(EXCERPTED PASSAGE)
Maroon 5 - She Will Be Loved : The song starts out describing the girl in third person. Then moves on to direct address. Then the chorus ends with third person again. This song got critiqued for doing this, but I think it adds an emotional element. Speaking of the person in third person somewhat makes her seem further away. Speaking in direct address makes her seem closer to the narrator. Like, when describing her at first, she seems unattainable. Then he’s addressing her. Then he is talking to himself in his head saying “She will be loved”, but not willing to tell her directly.

For a non song use, I thought of the novel Universal Harvester by John Darnielle, where it is third person, but occasionally, there is an “I” that shows up, like the narrator inserting himself into the story.

People have mixed opinions on this, but I think in many instances it does reflect the way we speak to each other and adds interest and the ability to broaden descriptions. How often, when you speak, have you referred to the universal “They”? How often have you interjected something like “You know what I mean” or had used mandative language to get attention “Listen up” or “Hey, come here”? How often have you used direct quotes where the I’s spoken refer to another person: "She said, “I can’t do this anymore. You are not worth the effort. Every one used to say it”.

For this exercise, write about something… anything… and try using some language from all three POVs. Then note why you consciously chose to the POV language when you did.

You have to take the full dose
The doctor’s head a swinging chandelier
It’s like amonia to my tongue
It’s the same with everyone here
I’ve got this cloud in my chest
That thicken and threatens to storm
You’ve got to take the full dose
Or we’ll provide it in IV form

No one needs all ten
When it’s lifted after three
I’m done with oxygen
You know, I never learned to breathe
Don’t tell me about the relapse
Don’t warn me of consequence
I’m just fine when I collapse
On to the pillows where she slept

NOTE: The idea came to me after hearing doctors say “I know you don’t like to take medicine, but you have to take the full dose. Even if you feel better, you need to complete ten days or else it could come back.” I started the mandative second person to engage the reader. Then, used the third person to provide more description of the doctor. With the first person I tried to show the experience of the medicine and the symptoms of the sickness. The second part starts with a universal third person to bring about a feeling of community. Then, the second person mandative directing the doctor to show the mindset of the narrator. Then, I thought it would be nice to end it with a third person reference to a heretofore unreferenced person. The narrator does not mind being sick because it gives him an excuse to lay where some girl laid. Maybe it smells like her or something. This was a fun and thoughtful exercise.

(RAW DATA)

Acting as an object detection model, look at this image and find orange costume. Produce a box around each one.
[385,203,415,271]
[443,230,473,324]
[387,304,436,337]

(PROBLEM REQUIREMENTS)
In the excerpted passage on point of view, which novel is offered as a non-song example of mixing perspectives?

(REPLY)
Universal Harvester by John Darnielle.